__Given problem a__
Copy the rows word for word, starting with their first line and going on through the line that contains "M90 42L104 43L104 155L107", and leave the pictures out.

------------------------------

1.2 Data Engineer vs Data Scientist vs Data Analyst

Role Main Responsibilities Required Skills
Data Engineer Pipeline construction, infrastructure management Python, SQL, Spark, Airflow, Kafka
Data Scientist Model development, predictive analytics Python, ML/DL, statistics, mathematics
Data Analyst Business insight extraction SQL, BI tools, visualization, statistics

1.3 Essential Skills for Data Engineers

# Example data engineer tech stack
tech_stack = {
    "programming": ["Python", "SQL", "Scala", "Java"],
    "databases": ["PostgreSQL", "MySQL", "MongoDB", "Redis"],
    "big_data": ["Spark", "Hadoop", "Flink", "Hive"],
    "orchestration": ["Airflow", "Prefect", "Dagster"],
    "streaming": ["Kafka", "Kinesis", "Pub/Sub"],
    "cloud": ["AWS", "GCP", "Azure"],
    "infrastructure": ["Docker", "Kubernetes", "Terraform"],
    "storage": ["S3", "GCS", "HDFS", "Delta Lake"]
}

2. Data Pipeline Concepts

2.1 What is a Pipeline?

------------------------------

__Given problem b__
In the text on data engineering roles, which tools are listed under "orchestration" in the example tech stack?

------------------------------

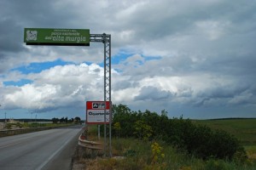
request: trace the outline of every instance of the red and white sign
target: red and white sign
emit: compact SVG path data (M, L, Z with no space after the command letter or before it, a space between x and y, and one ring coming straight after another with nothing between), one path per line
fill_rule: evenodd
M106 101L106 123L109 123L109 101ZM104 101L86 102L86 123L104 124Z

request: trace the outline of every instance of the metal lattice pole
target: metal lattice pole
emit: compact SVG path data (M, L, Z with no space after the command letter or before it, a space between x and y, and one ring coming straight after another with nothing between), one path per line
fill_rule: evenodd
M90 42L104 43L104 155L107 150L107 120L106 120L106 104L109 101L109 156L112 156L112 102L111 102L111 35L108 34L90 34Z

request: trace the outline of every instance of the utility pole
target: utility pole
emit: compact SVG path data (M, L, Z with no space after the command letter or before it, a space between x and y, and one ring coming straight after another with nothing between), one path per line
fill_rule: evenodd
M4 122L6 123L6 112L4 112L4 115L5 115L5 116L4 116L4 119L5 119L5 120L4 120Z

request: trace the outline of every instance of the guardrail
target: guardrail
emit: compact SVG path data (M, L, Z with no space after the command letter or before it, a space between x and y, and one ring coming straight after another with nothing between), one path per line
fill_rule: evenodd
M102 150L101 143L83 139L82 134L79 136L79 145L91 150Z

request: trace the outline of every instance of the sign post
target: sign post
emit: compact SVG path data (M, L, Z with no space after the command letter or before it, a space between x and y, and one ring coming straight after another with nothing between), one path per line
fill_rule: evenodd
M25 28L26 45L90 46L88 29Z
M90 42L104 43L104 140L106 156L106 124L109 124L109 156L111 147L111 35L90 34L89 29L25 28L24 42L26 45L90 46ZM102 111L102 110L101 110ZM102 112L92 112L101 115ZM87 113L86 113L87 114ZM108 116L107 116L107 115ZM92 115L90 115L92 116ZM93 116L92 116L93 117ZM107 122L107 120L108 121ZM108 123L107 123L108 122Z

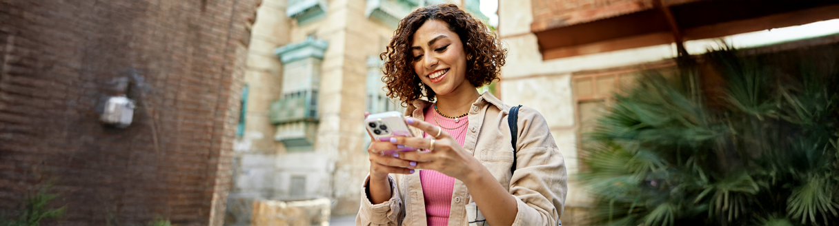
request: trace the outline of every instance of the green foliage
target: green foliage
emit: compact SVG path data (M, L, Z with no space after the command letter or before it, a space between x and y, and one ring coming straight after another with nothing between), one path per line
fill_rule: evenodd
M34 196L26 198L24 208L18 213L17 217L10 220L0 219L0 225L3 226L38 226L41 225L41 221L45 219L54 219L64 216L67 207L60 208L50 208L50 201L58 197L58 194L49 193L48 188L43 188Z
M726 81L723 109L678 85L698 70L641 76L582 141L586 167L577 177L594 197L588 223L837 222L836 55L712 51L706 63Z

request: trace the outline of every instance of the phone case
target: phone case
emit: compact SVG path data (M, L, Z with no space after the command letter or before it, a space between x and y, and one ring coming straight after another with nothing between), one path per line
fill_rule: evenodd
M375 140L390 136L414 136L411 130L408 129L408 125L405 124L404 117L399 111L388 111L367 116L367 119L364 120L364 128L370 132Z

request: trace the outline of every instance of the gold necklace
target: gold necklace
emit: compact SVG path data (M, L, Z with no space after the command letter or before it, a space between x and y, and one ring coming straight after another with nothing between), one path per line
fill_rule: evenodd
M456 129L459 129L461 127L463 127L463 126L466 126L466 123L463 123L463 124L461 124L461 126L457 126L457 127L447 128L446 126L443 126L443 125L440 125L440 121L437 121L437 116L434 116L434 122L437 123L437 126L440 126L440 128L446 129L446 130L456 130Z
M460 116L457 116L457 117L446 116L446 115L443 115L443 113L440 113L440 110L437 110L437 105L436 104L434 105L434 110L437 111L437 114L440 114L440 116L444 116L444 117L446 117L446 118L450 118L450 119L455 119L455 123L457 123L458 121L460 121L460 119L461 117L466 116L466 115L469 115L469 112L466 112L466 113L463 113L463 115L461 115Z

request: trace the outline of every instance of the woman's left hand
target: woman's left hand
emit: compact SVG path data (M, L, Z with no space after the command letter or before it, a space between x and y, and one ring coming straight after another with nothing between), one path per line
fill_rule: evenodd
M430 151L397 152L399 158L417 162L416 167L412 168L435 170L446 176L466 182L479 167L483 167L483 165L477 159L475 159L472 153L463 149L451 135L442 131L440 127L410 117L406 118L405 122L410 126L425 131L429 136L431 136L429 138L399 136L394 137L395 141L391 140L397 145L425 148ZM434 137L438 133L440 136ZM432 139L434 140L434 146L431 146Z

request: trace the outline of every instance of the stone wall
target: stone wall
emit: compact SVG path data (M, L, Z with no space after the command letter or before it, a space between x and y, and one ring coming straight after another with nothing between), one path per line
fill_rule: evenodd
M573 13L631 2L643 1L501 0L498 3L498 33L509 50L507 64L502 68L501 99L507 104L536 109L549 124L568 170L568 195L560 218L563 225L579 225L590 205L590 198L576 181L580 167L577 143L581 111L575 95L575 78L614 73L600 71L604 69L659 62L675 57L675 49L665 44L543 60L531 24L545 19L547 14L544 13L550 14L550 10Z
M221 225L258 2L0 0L0 210L52 184L50 225Z

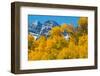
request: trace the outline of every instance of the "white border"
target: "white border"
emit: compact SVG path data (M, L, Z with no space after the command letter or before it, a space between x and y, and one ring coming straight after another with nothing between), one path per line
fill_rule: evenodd
M88 59L28 61L28 14L88 17ZM20 8L20 69L43 69L94 65L94 11L39 7Z

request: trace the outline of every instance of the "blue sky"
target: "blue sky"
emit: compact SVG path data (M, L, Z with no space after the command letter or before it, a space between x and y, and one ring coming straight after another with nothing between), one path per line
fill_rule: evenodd
M77 27L77 21L79 17L76 16L52 16L52 15L28 15L28 23L32 24L33 21L40 21L44 23L48 20L56 21L58 24L72 24L74 27Z

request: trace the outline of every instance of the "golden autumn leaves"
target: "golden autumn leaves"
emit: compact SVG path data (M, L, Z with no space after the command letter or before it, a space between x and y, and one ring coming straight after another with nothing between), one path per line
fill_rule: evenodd
M78 21L79 26L63 24L49 31L49 37L40 36L35 40L28 35L28 60L77 59L88 57L87 17ZM62 32L68 32L66 39Z

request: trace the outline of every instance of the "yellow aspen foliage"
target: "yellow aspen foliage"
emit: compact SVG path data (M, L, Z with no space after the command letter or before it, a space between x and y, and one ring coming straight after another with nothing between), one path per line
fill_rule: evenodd
M62 34L65 30L73 32L68 40ZM28 46L28 60L87 58L88 34L83 32L78 35L74 32L74 27L63 24L53 27L49 31L49 37L41 35L35 40L34 36L29 34Z

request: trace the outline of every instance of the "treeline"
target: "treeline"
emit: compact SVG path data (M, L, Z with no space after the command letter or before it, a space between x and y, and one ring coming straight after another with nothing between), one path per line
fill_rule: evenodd
M78 27L63 24L49 31L49 36L35 40L28 35L28 60L76 59L88 57L88 18L80 17ZM63 32L69 34L66 39Z

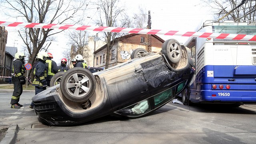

------------------------------

__Correct response a__
request: trace the outline of every instance of the red and white sign
target: red and white sign
emit: compact SVG path data (M, L, Z with no space after the command letter or before it, a space between x and y, and one ring coming straight after another with nothing between), one path per line
fill_rule: evenodd
M106 101L106 123L109 123L109 101ZM104 101L86 102L86 123L104 124Z

request: trace the outline of every instance of the metal lattice pole
target: metal lattice pole
emit: compact SVG path data (M, L, Z with no space after the command letter or before it, a space between x and y, and one ring coming straight after another with nothing between), one path per line
fill_rule: evenodd
M90 42L104 43L104 155L107 150L107 120L106 120L106 104L109 101L109 156L112 156L112 102L111 102L111 35L108 34L90 34Z

__Correct response b__
Airflow, Prefect, and Dagster.